== Segment start ==

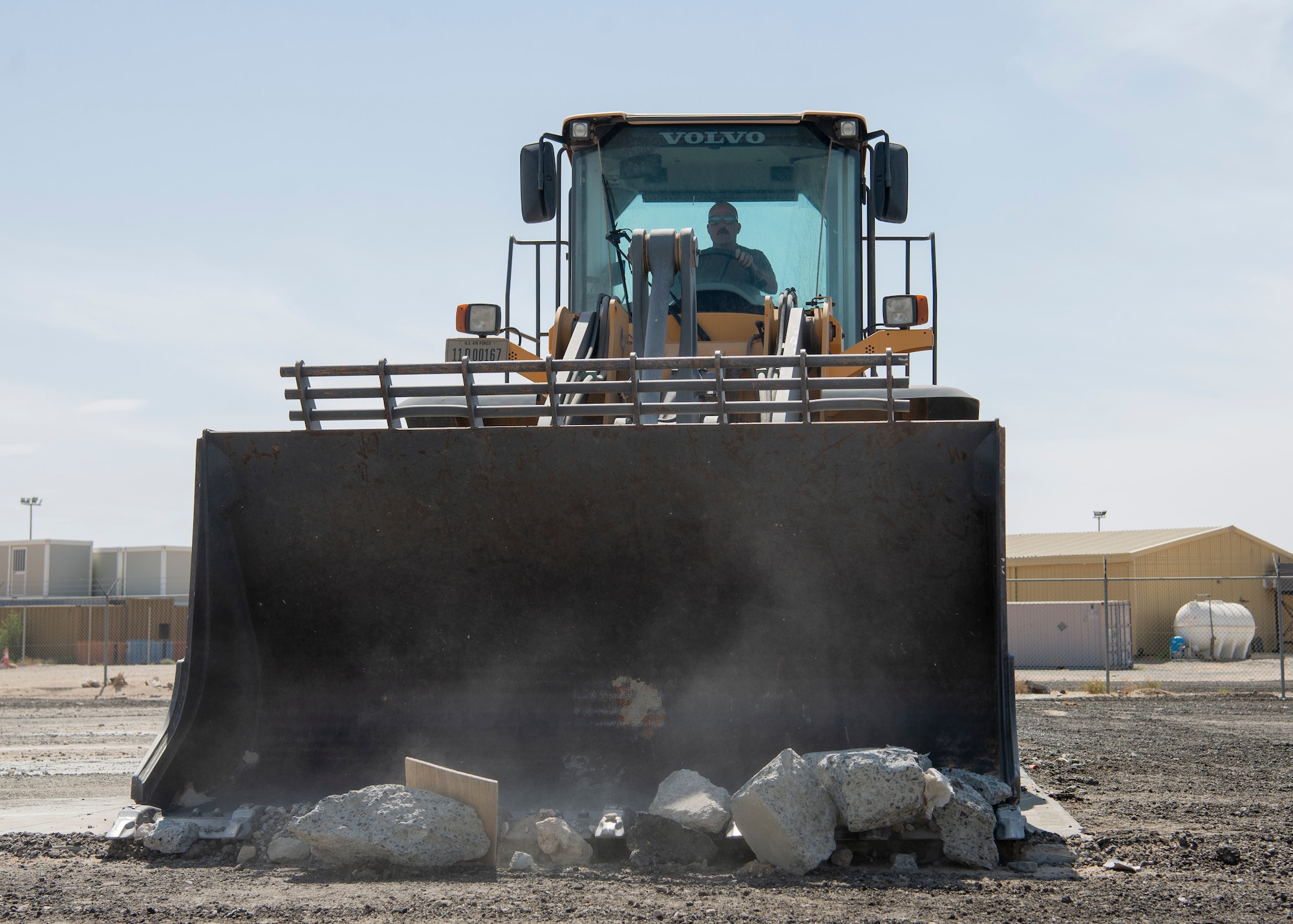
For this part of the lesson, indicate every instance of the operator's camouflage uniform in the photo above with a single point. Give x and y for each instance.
(720, 266)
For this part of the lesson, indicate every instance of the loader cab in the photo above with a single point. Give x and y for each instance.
(796, 182)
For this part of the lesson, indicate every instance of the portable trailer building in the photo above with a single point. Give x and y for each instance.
(46, 568)
(1157, 571)
(143, 571)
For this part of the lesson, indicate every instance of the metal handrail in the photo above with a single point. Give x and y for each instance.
(717, 396)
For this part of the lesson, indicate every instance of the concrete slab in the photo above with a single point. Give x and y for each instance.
(1043, 811)
(60, 815)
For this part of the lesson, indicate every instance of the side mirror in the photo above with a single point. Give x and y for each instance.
(539, 183)
(889, 183)
(906, 311)
(483, 320)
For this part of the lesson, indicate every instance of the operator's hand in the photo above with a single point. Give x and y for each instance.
(744, 259)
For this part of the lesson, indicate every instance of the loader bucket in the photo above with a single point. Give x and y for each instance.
(580, 611)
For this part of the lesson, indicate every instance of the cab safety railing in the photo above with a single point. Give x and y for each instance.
(699, 387)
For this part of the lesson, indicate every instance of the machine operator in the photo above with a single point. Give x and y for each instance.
(726, 262)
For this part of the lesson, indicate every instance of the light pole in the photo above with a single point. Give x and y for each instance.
(29, 502)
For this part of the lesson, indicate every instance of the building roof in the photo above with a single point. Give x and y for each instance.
(1114, 543)
(1123, 544)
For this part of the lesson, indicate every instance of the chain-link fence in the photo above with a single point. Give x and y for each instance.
(1128, 625)
(126, 629)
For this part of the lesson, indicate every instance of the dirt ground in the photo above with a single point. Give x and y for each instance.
(1195, 790)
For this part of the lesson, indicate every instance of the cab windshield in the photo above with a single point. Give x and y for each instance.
(785, 205)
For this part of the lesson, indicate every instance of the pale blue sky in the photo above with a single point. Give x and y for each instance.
(192, 196)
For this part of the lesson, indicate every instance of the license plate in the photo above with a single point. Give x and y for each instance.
(475, 349)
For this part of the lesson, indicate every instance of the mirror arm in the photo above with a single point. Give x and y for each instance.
(557, 236)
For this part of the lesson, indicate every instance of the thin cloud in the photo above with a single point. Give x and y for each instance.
(113, 405)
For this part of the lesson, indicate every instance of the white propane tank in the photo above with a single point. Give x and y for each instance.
(1228, 632)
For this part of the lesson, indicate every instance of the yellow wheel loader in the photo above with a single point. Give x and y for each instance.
(699, 514)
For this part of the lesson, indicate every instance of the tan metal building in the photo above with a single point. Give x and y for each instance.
(1157, 570)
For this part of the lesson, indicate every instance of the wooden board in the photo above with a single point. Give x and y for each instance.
(479, 792)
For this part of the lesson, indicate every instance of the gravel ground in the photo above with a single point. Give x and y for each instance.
(1195, 790)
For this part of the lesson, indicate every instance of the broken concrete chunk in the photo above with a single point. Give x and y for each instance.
(690, 799)
(968, 824)
(873, 787)
(1048, 854)
(288, 849)
(938, 791)
(562, 844)
(994, 791)
(170, 835)
(1010, 823)
(394, 824)
(904, 862)
(520, 836)
(522, 861)
(655, 840)
(785, 814)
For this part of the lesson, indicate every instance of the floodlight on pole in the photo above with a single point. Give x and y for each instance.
(30, 502)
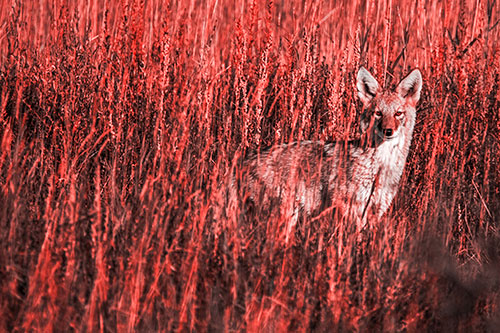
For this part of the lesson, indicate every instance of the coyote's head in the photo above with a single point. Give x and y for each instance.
(387, 113)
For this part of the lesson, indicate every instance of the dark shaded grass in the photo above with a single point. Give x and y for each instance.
(120, 122)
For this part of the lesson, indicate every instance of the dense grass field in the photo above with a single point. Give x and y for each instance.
(120, 121)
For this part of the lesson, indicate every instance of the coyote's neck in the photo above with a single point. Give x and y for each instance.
(376, 172)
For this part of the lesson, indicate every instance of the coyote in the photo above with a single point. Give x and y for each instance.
(356, 179)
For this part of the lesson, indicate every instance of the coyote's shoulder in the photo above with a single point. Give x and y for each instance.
(359, 178)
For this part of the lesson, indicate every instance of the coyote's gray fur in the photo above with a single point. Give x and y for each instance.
(357, 179)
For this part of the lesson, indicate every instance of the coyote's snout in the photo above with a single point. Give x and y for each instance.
(357, 179)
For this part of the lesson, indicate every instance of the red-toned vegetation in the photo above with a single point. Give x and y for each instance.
(120, 119)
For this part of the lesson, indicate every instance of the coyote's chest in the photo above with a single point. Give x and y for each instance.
(375, 178)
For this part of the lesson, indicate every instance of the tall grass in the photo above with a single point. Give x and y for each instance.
(120, 120)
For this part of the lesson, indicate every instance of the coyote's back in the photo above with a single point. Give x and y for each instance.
(358, 179)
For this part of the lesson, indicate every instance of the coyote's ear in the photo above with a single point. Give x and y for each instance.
(367, 86)
(409, 88)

== Segment end ==

| Work task |
Leaving out only the pictures, return the material above unchanged.

| Exercise answer |
For this part of the lesson, indicate every instance of the operator's camouflage uniform in the photo above with a single point. Give x and y for each instance.
(720, 266)
For this part of the lesson, indicate every instance of the loader cab in the photo above with a single point. Give x and y for each instance.
(796, 182)
For this part of the lesson, indicate every instance of the portable trailer building in the photo above with a single point. Give x and y for each instance.
(46, 568)
(1157, 571)
(143, 571)
For this part of the lesson, indicate every instance of the metal handrail in the photo above with a single point. Give x and y for each instance.
(717, 396)
For this part of the lesson, indicate every instance of the concrete slab in the photo above with a single point. Give x and y for each instance.
(1043, 811)
(60, 815)
For this part of the lesson, indicate every instance of the side mirror in the photo above with a single point. Give x and y for each instance.
(539, 183)
(889, 183)
(906, 311)
(483, 320)
For this part of the lesson, indicate every instance of the operator's hand in the photo above with a single point. Give x and y for each instance.
(744, 259)
For this part of the lesson, indicate every instance of the loader bucket in the photo above with a single point. Give x and y for each instance.
(580, 611)
For this part of the lesson, indicate every instance of the cab safety railing in the photo above with a single point. Give x and y for each instance.
(699, 387)
For this part of the lesson, indicate every instance of the machine operator in the photo above with a single point. Give x and y for each instance.
(726, 262)
For this part of the lesson, indicate every instance of the light pole in the photo above with a single point. Give x and y for each instance.
(29, 502)
For this part of the lesson, indicate every instance of the building roof in the photo above with a single point. Give x and y for each instance.
(1114, 543)
(1123, 544)
For this part of the lesson, indicate every instance of the chain-link fence in the photo above with a single point. Give x and y for each instance.
(1128, 625)
(126, 629)
For this part of the lesson, indicate every instance of the dirt ground in the photo above with a single point. Give x and y for each instance.
(1195, 790)
For this part of the lesson, indicate every instance of the cab windshield in the photo above with a single point. Give x and y for each instance.
(785, 205)
For this part of the lesson, indicate every instance of the pale blue sky in the photo above with a single point. Give x and y for each instance.
(192, 196)
For this part of the lesson, indicate every instance of the license plate in the photo above with a single point. Give x and y for each instance.
(475, 349)
For this part of the lesson, indicate every instance of the mirror arm in the photo above with a single point. Give x and y for each instance.
(557, 236)
For this part of the lesson, indicate every instance of the thin cloud in the photo above with a single point. Give x and y for each instance.
(113, 405)
For this part of the lesson, indicate every instance of the white propane tank in the photo above with a single point. Give x and y for each instance.
(1228, 632)
For this part of the lesson, indicate every instance of the yellow wheel loader in the photo above with a single point. Give x and y for each instance.
(699, 514)
For this part of the lesson, indicate every instance of the tan metal building in the photo above with a single point. Give x and y for each instance.
(1157, 570)
For this part of the lesson, indicate every instance of the wooden board in the photo above with a single point. Give x and y for each instance.
(479, 792)
For this part of the lesson, indicate every instance of the gravel ground in the photo above with a single point. Give x and y for each instance.
(1195, 790)
For this part of the lesson, indicate every instance of the broken concrete chunk in the photo above with a single point. Give x and y for each instance.
(690, 799)
(968, 824)
(873, 787)
(1048, 854)
(288, 849)
(938, 791)
(562, 844)
(994, 791)
(170, 835)
(1010, 823)
(394, 824)
(904, 862)
(520, 836)
(522, 861)
(655, 840)
(785, 814)
For this part of the lesson, indicate every instance of the floodlight on pole in the photo above with a single point. Give x and y for each instance.
(30, 502)
For this part of the lesson, indicate every instance of the coyote's head in the photo above with a single point. Give x and y for each instance.
(387, 113)
For this part of the lesson, indicate every instance of the dark shaded grass in the photo above with a single point. Give x and y for each instance.
(120, 122)
For this part of the lesson, indicate every instance of the dense grass field in the photo above with a single point. Give x and y for each instance.
(120, 121)
For this part of the lesson, indicate every instance of the coyote's neck in the photo above with a single point. Give x and y for each instance.
(376, 172)
For this part of the lesson, indicate every instance of the coyote in the photo above with a single point. Give x and y for each instance.
(356, 179)
For this part of the lesson, indicate every instance of the coyote's shoulder in the photo above with a single point. Give x and y for each instance.
(359, 178)
For this part of the lesson, indicate every instance of the coyote's gray fur in the photo above with a single point. Give x and y for each instance.
(357, 179)
For this part of the lesson, indicate every instance of the coyote's snout in the photo above with a single point. Give x and y for each instance.
(357, 179)
For this part of the lesson, indicate every instance of the red-toned vegetation in the photo above with a single point. Give x and y for each instance.
(120, 119)
For this part of the lesson, indicate every instance of the coyote's chest in the photo above with a single point. Give x and y for each instance.
(375, 178)
For this part of the lesson, indicate every instance of the tall grass in the photo above with a single point. Give x and y for each instance.
(120, 120)
For this part of the lesson, indicate every instance of the coyote's back in the photo above with a single point. Give x and y for each instance.
(358, 179)
For this part of the lesson, indicate every instance of the coyote's ear in the photo above with a single point. Give x and y for each instance.
(367, 86)
(409, 88)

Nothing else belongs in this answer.